*Requirement*: With every mark kept, transcribe all of the records.

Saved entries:
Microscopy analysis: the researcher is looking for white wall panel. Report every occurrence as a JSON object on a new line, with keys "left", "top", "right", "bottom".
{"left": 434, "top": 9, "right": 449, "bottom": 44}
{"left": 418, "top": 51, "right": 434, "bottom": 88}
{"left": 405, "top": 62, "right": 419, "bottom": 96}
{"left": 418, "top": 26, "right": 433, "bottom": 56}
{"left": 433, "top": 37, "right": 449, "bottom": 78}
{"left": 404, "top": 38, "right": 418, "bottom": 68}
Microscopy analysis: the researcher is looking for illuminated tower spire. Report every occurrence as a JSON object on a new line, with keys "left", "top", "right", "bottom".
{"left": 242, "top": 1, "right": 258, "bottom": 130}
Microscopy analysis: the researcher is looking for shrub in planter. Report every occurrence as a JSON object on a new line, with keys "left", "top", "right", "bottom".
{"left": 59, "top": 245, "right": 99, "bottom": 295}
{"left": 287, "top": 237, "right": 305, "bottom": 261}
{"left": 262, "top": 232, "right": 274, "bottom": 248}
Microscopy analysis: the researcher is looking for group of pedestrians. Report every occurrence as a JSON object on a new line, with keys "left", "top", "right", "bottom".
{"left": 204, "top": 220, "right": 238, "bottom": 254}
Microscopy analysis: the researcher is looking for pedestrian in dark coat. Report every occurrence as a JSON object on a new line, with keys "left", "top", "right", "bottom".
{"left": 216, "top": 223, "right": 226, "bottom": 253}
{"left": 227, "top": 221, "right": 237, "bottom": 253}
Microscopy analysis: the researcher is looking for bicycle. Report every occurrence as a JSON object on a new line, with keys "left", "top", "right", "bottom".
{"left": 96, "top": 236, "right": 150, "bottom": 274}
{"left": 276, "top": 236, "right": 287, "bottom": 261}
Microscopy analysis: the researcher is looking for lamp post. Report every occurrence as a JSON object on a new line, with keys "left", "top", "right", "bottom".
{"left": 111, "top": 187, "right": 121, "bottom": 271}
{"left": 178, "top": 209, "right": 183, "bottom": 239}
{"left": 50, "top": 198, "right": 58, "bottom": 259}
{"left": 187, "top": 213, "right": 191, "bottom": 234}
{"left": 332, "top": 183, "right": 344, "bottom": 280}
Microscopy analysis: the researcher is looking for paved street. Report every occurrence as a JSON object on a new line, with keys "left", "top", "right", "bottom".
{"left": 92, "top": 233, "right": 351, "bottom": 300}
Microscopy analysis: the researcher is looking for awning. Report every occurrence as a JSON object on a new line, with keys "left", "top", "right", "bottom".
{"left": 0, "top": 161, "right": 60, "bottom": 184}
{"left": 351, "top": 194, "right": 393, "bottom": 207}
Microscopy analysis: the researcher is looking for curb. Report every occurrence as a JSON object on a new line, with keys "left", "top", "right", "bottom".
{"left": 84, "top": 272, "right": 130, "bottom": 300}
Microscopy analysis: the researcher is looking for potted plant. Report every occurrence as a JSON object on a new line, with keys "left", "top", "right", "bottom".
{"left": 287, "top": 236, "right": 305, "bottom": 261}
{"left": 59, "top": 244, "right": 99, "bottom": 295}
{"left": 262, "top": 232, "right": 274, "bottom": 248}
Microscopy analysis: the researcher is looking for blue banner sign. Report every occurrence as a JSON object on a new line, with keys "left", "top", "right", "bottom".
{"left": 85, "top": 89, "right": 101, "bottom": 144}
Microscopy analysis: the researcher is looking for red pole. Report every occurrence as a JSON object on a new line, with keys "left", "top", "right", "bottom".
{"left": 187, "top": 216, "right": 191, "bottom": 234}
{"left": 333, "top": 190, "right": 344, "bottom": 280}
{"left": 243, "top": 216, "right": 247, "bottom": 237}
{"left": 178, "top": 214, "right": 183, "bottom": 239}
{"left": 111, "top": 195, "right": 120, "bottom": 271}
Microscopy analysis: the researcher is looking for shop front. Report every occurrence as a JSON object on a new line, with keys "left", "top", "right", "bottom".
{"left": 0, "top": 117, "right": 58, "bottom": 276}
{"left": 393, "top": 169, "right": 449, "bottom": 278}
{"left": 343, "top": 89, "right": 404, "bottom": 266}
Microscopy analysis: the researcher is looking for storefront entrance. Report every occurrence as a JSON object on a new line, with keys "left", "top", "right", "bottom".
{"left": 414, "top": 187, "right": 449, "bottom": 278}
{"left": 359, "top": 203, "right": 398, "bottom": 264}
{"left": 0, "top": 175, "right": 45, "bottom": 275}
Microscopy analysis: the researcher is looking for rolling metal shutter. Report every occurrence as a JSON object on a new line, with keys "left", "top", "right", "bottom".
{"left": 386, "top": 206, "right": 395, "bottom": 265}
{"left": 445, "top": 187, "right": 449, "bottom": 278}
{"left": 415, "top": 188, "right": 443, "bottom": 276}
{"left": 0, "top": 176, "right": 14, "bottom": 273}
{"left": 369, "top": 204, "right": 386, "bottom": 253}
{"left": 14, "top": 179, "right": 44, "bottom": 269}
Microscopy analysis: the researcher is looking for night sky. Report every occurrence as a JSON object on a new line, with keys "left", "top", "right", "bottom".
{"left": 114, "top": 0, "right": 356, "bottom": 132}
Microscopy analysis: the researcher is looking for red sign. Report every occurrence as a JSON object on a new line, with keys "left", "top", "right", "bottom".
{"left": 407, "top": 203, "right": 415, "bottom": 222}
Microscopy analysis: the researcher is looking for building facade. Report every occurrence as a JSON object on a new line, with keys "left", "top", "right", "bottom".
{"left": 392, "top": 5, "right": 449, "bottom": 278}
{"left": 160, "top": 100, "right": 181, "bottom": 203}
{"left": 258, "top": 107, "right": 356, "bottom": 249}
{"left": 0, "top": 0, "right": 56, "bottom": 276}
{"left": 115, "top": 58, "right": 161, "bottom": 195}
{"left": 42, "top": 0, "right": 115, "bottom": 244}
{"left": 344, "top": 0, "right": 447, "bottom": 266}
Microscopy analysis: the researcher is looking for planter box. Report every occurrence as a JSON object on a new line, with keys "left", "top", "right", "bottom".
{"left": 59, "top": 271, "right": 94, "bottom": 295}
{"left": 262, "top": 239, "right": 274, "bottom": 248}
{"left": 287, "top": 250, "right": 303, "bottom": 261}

*Response below*:
Microscopy analysis: the researcher is looking for white wall panel. Report every occurrence as a JSON object on a new line, with keys "left", "top", "right", "bottom".
{"left": 434, "top": 9, "right": 449, "bottom": 44}
{"left": 418, "top": 51, "right": 434, "bottom": 88}
{"left": 405, "top": 62, "right": 419, "bottom": 96}
{"left": 418, "top": 26, "right": 433, "bottom": 56}
{"left": 433, "top": 37, "right": 449, "bottom": 78}
{"left": 404, "top": 38, "right": 418, "bottom": 68}
Microscopy analysis: the researcher is looking for illuminated tower spire. Report every occurrence as a JSON object on a new line, with keys "left", "top", "right", "bottom".
{"left": 242, "top": 1, "right": 258, "bottom": 130}
Microscopy analysis: the researcher is looking for shrub in planter. Report every occurrence as a JSON object on a new line, with keys "left", "top", "right", "bottom".
{"left": 59, "top": 245, "right": 99, "bottom": 295}
{"left": 287, "top": 237, "right": 305, "bottom": 261}
{"left": 262, "top": 232, "right": 274, "bottom": 248}
Microscopy analysis: the researcher is looking for group of pedestrians. Report every occurrence as a JSON object on a new line, with keys "left", "top", "right", "bottom".
{"left": 204, "top": 220, "right": 238, "bottom": 254}
Microscopy analysis: the researcher is looking for pedestrian in dark coat. Report every occurrence as a JSON object on a new line, with keys "left", "top", "right", "bottom".
{"left": 216, "top": 223, "right": 226, "bottom": 253}
{"left": 227, "top": 221, "right": 237, "bottom": 253}
Microscopy analysis: the researcher is looking for bicycle. Report every occurrence as a JSON object on a new line, with keys "left", "top", "right", "bottom".
{"left": 96, "top": 236, "right": 150, "bottom": 274}
{"left": 276, "top": 236, "right": 287, "bottom": 261}
Microscopy analysis: the researcher is looking for lamp post. Report every occurrence as a JSON object on a new line, with keys "left", "top", "right", "bottom".
{"left": 111, "top": 187, "right": 121, "bottom": 271}
{"left": 178, "top": 209, "right": 183, "bottom": 239}
{"left": 50, "top": 198, "right": 58, "bottom": 259}
{"left": 187, "top": 213, "right": 191, "bottom": 234}
{"left": 332, "top": 183, "right": 344, "bottom": 280}
Microscopy analysis: the researcher is looking for paved street. Report every occurrence as a JSON object on a new line, with keys "left", "top", "right", "bottom".
{"left": 92, "top": 233, "right": 351, "bottom": 300}
Microscopy analysis: the researcher is looking for awning. Report every occurrence as a JSON object on a new line, with keys "left", "top", "right", "bottom".
{"left": 0, "top": 161, "right": 60, "bottom": 184}
{"left": 351, "top": 194, "right": 393, "bottom": 207}
Microscopy analysis: the researcher is looking for curb. Report every occurrence as a JSON object on a new line, with keys "left", "top", "right", "bottom".
{"left": 84, "top": 272, "right": 130, "bottom": 300}
Microscopy analysis: the researcher is looking for potted plant. Report every occurrence as a JSON object on a new line, with keys "left", "top", "right", "bottom".
{"left": 287, "top": 236, "right": 305, "bottom": 261}
{"left": 59, "top": 244, "right": 99, "bottom": 295}
{"left": 262, "top": 232, "right": 274, "bottom": 248}
Microscopy analysis: the researcher is looking for blue banner sign. Report every occurrence as a JSON object on a new line, with keys "left", "top", "right", "bottom".
{"left": 85, "top": 89, "right": 101, "bottom": 144}
Microscopy analysis: the researcher is looking for red pole. Report every occurrence as a JSON object on a new line, with keys "left", "top", "right", "bottom".
{"left": 187, "top": 216, "right": 191, "bottom": 234}
{"left": 333, "top": 190, "right": 344, "bottom": 280}
{"left": 243, "top": 216, "right": 247, "bottom": 237}
{"left": 178, "top": 214, "right": 183, "bottom": 239}
{"left": 111, "top": 195, "right": 120, "bottom": 271}
Microscopy analysis: the researcher is looking for shop front. Report every occurrence as a JSON object on a new line, with keys "left", "top", "right", "bottom".
{"left": 0, "top": 117, "right": 58, "bottom": 276}
{"left": 393, "top": 169, "right": 449, "bottom": 278}
{"left": 343, "top": 89, "right": 404, "bottom": 266}
Microscopy analysis: the researcher is looking for storefront entrance. Report every occurrence as a JSON object on a new line, with keys "left", "top", "right", "bottom".
{"left": 414, "top": 187, "right": 449, "bottom": 278}
{"left": 359, "top": 203, "right": 398, "bottom": 264}
{"left": 0, "top": 175, "right": 45, "bottom": 275}
Microscopy analysis: the researcher is looking for rolling metal shutter. Report every occurrence as a JSON object on a new line, with keys "left", "top", "right", "bottom".
{"left": 386, "top": 206, "right": 395, "bottom": 265}
{"left": 445, "top": 187, "right": 449, "bottom": 278}
{"left": 415, "top": 188, "right": 443, "bottom": 276}
{"left": 0, "top": 176, "right": 14, "bottom": 273}
{"left": 369, "top": 204, "right": 386, "bottom": 253}
{"left": 14, "top": 179, "right": 44, "bottom": 269}
Microscopy analysis: the researcher is looking for night sky. Report every occurrence as a JSON object on a new line, with keys "left", "top", "right", "bottom".
{"left": 114, "top": 0, "right": 356, "bottom": 132}
Microscopy analysis: the researcher is looking for red sign. Report every occurrence as a JSON object on a new line, with keys "left", "top", "right", "bottom".
{"left": 407, "top": 203, "right": 415, "bottom": 222}
Microscopy analysis: the researcher is looking for building facade. Report every occurrence as a JSON object on a new line, with keys "left", "top", "right", "bottom".
{"left": 392, "top": 5, "right": 449, "bottom": 278}
{"left": 160, "top": 100, "right": 181, "bottom": 203}
{"left": 258, "top": 107, "right": 356, "bottom": 249}
{"left": 0, "top": 0, "right": 56, "bottom": 276}
{"left": 115, "top": 58, "right": 161, "bottom": 195}
{"left": 42, "top": 0, "right": 115, "bottom": 244}
{"left": 344, "top": 0, "right": 447, "bottom": 266}
Microscopy analysis: the researcher is looking for planter box. Report every occurrence as a JSON object on a new line, with keys "left", "top", "right", "bottom".
{"left": 59, "top": 271, "right": 94, "bottom": 295}
{"left": 262, "top": 239, "right": 274, "bottom": 248}
{"left": 287, "top": 250, "right": 303, "bottom": 261}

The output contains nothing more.